** Begin Extract to read **

CoffmanStarter 22nd Jan 2012 12:05

Scratch & Sniff
 
Hi all ...

A slight twist on the venerable Caption Competition. Every aircraft type, airframe and cockpit can said to be remembered by a particular olfactory experience (be it pleasant or unpleasant !) … so I thought some PPRuNe’rs might like to join in by offering a few photos and some descriptive prose in the style of a Perfumer or Sommelier in an effort to create a virtual “Scratch & Sniff” thread … all good clean (please !) fun. For those unfortunate enough to undertake cockpit noxious fume drills … this could offer another dimension !

A first offering from me to kick-off …

http://i1004.photobucket.com/albums/...n101640002.jpg

Eau de DH1

A subtitle fragrance with base notes of avgas and hot leather punctuated by top notes of cordite and a whiff of sweat … and if you were particularly “unfortunate” during the summer … the effluvia from a previous aerobatic session emanating from the “baked deposit” around the rear seat P.11 compass !

** End Extract to read **

**Short exercise a:** Output the passage of the Scratch & Sniff post between "A slight twist" and "another dimension !", inclusive, with no changes.

** Begin Records for the task **

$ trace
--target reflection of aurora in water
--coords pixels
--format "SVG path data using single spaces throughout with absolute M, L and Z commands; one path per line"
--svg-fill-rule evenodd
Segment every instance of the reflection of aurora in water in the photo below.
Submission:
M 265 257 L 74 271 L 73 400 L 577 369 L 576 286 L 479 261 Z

** End Records for the task **

**Short exercise b:** Return all of the rows above verbatim, line for line.

**Final result a:**
A slight twist on the venerable Caption Competition. Every aircraft type, airframe and cockpit can said to be remembered by a particular olfactory experience (be it pleasant or unpleasant !) … so I thought some PPRuNe’rs might like to join in by offering a few photos and some descriptive prose in the style of a Perfumer or Sommelier in an effort to create a virtual “Scratch & Sniff” thread … all good clean (please !) fun. For those unfortunate enough to undertake cockpit noxious fume drills … this could offer another dimension !

**Final result b:**
$ trace
--target reflection of aurora in water
--coords pixels
--format "SVG path data using single spaces throughout with absolute M, L and Z commands; one path per line"
--svg-fill-rule evenodd
Segment every instance of the reflection of aurora in water in the photo below.
Submission:
M 265 257 L 74 271 L 73 400 L 577 369 L 576 286 L 479 261 Z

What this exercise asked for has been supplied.